§ **THE EXERCISE**
Transcribe the lines below verbatim, skipping the images.

Image location labeling entries
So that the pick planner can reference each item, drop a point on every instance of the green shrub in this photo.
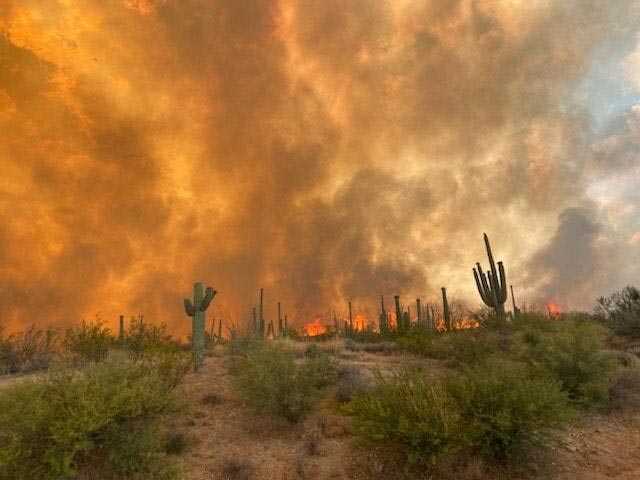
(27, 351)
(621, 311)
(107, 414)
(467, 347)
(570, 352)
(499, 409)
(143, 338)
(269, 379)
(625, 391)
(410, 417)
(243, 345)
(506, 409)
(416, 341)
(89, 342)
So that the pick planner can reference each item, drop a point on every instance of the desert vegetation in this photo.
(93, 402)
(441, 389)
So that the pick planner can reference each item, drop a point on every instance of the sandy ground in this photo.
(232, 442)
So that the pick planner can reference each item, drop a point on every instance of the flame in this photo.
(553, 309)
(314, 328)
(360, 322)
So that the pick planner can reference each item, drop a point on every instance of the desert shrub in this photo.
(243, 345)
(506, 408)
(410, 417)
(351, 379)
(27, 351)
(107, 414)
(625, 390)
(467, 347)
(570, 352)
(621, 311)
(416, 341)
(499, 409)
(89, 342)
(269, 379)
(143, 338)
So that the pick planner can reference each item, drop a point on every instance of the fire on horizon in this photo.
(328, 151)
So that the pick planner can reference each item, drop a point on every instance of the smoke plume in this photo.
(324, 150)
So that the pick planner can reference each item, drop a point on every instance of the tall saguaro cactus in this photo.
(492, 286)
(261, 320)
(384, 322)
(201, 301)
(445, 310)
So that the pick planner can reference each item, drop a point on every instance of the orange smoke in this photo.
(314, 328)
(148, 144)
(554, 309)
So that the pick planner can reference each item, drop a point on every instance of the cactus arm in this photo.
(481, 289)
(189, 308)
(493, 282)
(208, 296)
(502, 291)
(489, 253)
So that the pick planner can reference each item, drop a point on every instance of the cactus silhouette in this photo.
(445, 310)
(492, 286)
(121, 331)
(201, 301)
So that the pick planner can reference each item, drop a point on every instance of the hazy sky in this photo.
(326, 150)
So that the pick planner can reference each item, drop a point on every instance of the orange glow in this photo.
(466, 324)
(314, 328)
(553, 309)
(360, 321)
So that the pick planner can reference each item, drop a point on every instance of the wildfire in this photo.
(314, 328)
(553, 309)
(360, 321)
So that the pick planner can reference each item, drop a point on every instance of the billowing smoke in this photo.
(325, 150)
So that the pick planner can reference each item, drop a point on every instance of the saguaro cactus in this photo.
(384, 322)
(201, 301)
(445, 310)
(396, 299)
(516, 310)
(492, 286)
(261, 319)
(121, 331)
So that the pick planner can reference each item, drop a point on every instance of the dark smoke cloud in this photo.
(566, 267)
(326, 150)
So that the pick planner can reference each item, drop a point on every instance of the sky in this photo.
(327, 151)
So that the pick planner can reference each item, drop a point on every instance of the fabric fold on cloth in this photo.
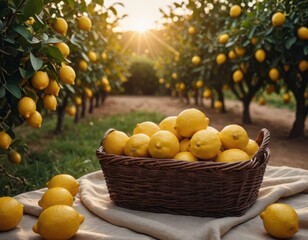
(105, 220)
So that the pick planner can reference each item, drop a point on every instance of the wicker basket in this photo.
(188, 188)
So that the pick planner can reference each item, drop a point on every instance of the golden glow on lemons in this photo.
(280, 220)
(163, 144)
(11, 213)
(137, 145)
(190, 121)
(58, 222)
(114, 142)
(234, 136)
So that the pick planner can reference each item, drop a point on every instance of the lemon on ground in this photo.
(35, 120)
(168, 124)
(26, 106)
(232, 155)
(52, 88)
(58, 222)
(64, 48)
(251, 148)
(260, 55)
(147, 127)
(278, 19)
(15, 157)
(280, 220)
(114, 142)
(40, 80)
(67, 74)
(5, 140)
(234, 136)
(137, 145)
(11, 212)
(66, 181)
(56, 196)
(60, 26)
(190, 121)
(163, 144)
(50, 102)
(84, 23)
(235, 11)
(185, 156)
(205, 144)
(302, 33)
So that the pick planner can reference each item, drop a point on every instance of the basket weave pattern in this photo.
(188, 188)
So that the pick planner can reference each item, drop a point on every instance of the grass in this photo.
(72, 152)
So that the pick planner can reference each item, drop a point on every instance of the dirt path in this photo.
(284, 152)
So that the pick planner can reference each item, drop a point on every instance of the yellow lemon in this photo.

§ **CORRECT ANSWER**
So that the pick planner can reference each item, drop a point on every instance of the green shrub in this photo.
(27, 351)
(621, 311)
(107, 414)
(467, 347)
(570, 352)
(499, 409)
(143, 338)
(269, 379)
(625, 391)
(410, 417)
(243, 345)
(506, 409)
(416, 341)
(89, 342)
So that the pick planner can reference each item, drop a point on every instance of the desert vegetation in this photo.
(93, 402)
(441, 389)
So that the pick planner can reference each item, drop a point on every instance of the sandy ground in this photo.
(232, 442)
So that the pick planner can reference each item, drop a point on every instance of the flame in this photo.
(553, 309)
(314, 328)
(360, 322)
So that the pick planner can reference each item, drop a point on every instance of the desert shrub in this photo.
(243, 345)
(506, 408)
(410, 417)
(351, 379)
(27, 351)
(107, 414)
(625, 390)
(467, 347)
(570, 352)
(621, 311)
(416, 341)
(499, 409)
(89, 342)
(269, 379)
(143, 338)
So that the pick planner can reference each item, drop a point on every instance of the fire on horizon in this photo.
(328, 151)
So that the pick planner can reference each item, drop a point on every instance of the smoke plume in this photo.
(324, 150)
So that the pick planner can reference each item, drop a point on every instance of the tall saguaro cactus in this photo.
(492, 286)
(261, 320)
(384, 322)
(201, 301)
(445, 310)
So that the pick planner can reference each item, drop a point on every instance of the orange smoke in this photo.
(314, 328)
(148, 144)
(554, 309)
So that the pick planner can reference each item, drop a point on every instance of the cactus arm in this photo.
(481, 289)
(189, 308)
(493, 282)
(208, 296)
(502, 291)
(489, 253)
So that the pick planner can reference each item, drop a point on every instance of the cactus silhouette in this photo.
(445, 310)
(492, 286)
(121, 331)
(201, 301)
So that the pick planner can reference each item, drop a point on every instance of the hazy sky in this photo.
(326, 150)
So that the pick planner can reference each item, drop a point on every instance of the orange glow in this photo.
(466, 324)
(314, 328)
(553, 309)
(360, 321)
So that the pick planner can reference each item, drop a point on every instance of the wildfire in this photo.
(314, 328)
(553, 309)
(360, 321)
So that the pick planner can reference each item, drop a point on every instance of the billowing smoke in this photo.
(325, 150)
So that the pick planner can reference each item, drop a point on every instance of the saguaro cactus in this photo.
(384, 322)
(201, 301)
(445, 310)
(396, 299)
(516, 310)
(492, 286)
(261, 319)
(121, 331)
So that the pick planner can reference each item, drop a point on every instance of the dark smoke cloud in this photo.
(566, 267)
(326, 150)
So that the pick planner can reference each item, drop a point on every instance of the sky in this photo.
(327, 151)
So that the pick planner can reference each item, drop a point on every instance of the fabric fold on cloth in this photo.
(105, 220)
So that the pick planner can reference each item, drop a point on every instance of the wicker basket in this photo.
(188, 188)
So that the pick planner can reference each item, drop a point on every instance of the golden glow on lemons in this photo.
(280, 220)
(163, 144)
(11, 213)
(137, 145)
(190, 121)
(58, 222)
(114, 142)
(234, 136)
So that the pick planner can reference each item, drop a point on every instance of the lemon on ground in this photo.
(35, 120)
(168, 124)
(26, 106)
(232, 155)
(52, 88)
(58, 222)
(64, 48)
(251, 148)
(260, 55)
(147, 127)
(278, 19)
(15, 157)
(280, 220)
(114, 142)
(40, 80)
(67, 74)
(5, 140)
(234, 136)
(137, 145)
(11, 212)
(66, 181)
(56, 196)
(60, 26)
(190, 121)
(163, 144)
(50, 102)
(84, 23)
(235, 11)
(185, 156)
(205, 144)
(302, 33)
So that the pick planner can reference each item, drop a point on every instance of the basket weave pattern in this photo.
(188, 188)
So that the pick planner can reference each item, drop a point on every instance of the grass in this photo.
(72, 152)
So that the pick planner can reference each item, drop a point on every instance of the dirt path in this photo.
(284, 152)
So that the pick planner can reference each item, drop a point on every instance of the yellow lemon in this photo.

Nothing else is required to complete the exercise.